• **What is needed**: The lines to repeat run from the one containing "Each instance receives one keypoint. Mark the rocky" through the last line of the records below; repeat them exactly and give nothing more.
—————
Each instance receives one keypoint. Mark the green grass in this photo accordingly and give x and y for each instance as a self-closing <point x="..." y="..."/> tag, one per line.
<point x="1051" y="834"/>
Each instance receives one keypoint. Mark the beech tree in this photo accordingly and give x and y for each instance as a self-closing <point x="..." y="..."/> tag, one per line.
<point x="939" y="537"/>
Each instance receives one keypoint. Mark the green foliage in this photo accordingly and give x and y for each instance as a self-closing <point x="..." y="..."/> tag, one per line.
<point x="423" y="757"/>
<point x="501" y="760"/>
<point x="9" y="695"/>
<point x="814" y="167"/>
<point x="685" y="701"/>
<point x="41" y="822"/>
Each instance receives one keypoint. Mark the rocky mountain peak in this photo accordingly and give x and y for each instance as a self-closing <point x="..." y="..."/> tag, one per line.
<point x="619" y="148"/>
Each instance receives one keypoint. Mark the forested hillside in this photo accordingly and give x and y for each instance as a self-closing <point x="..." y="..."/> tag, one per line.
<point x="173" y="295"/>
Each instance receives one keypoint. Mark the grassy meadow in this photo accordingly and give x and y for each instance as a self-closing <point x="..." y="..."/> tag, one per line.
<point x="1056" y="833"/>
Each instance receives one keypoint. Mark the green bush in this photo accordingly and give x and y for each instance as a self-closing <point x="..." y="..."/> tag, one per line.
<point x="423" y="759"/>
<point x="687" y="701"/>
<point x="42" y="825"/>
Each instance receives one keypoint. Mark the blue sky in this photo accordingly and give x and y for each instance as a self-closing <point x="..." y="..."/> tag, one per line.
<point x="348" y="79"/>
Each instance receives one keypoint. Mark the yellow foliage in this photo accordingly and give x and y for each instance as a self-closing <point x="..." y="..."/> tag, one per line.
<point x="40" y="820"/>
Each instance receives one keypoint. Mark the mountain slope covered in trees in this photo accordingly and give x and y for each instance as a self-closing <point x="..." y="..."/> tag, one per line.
—————
• **Written response**:
Each instance receives one keypoint. Mark the rocky mountain peak in this photo accordingly and give x and y for each instance as a self-closing <point x="..." y="..."/> tag, one per line.
<point x="619" y="148"/>
Each instance receives one keypoint. Mark the forested hillside in this photo accordingly and give x and y for each instance as a self-closing <point x="..." y="..."/> tag, one per line.
<point x="173" y="295"/>
Each instance receives one keypoint. Mark the grassy meadow in this photo accordingly and give x and y for each instance as a self-closing <point x="..." y="..."/> tag, one per line.
<point x="1056" y="833"/>
Each instance receives one keypoint. Mark the green bush in this photo accordingly and give x and y for each instance as a self-closing <point x="..." y="..."/> tag, one per line.
<point x="423" y="759"/>
<point x="687" y="701"/>
<point x="42" y="825"/>
Each instance receives one keypoint. Mark the blue sky in this photo accordingly and give x and y for each instance as a self-closing <point x="..." y="..."/> tag, one per line.
<point x="348" y="79"/>
Each instance receives one keypoint. Mark the yellow foliage in this photo accordingly and give x and y for each instance as a self-closing <point x="..." y="..."/> tag, one per line.
<point x="40" y="820"/>
Each instance receives one keypoint. Mark the mountain slope covered in trees in this photo accordingly and give x and y for each instance as a self-closing <point x="..." y="..."/> tag, one per line.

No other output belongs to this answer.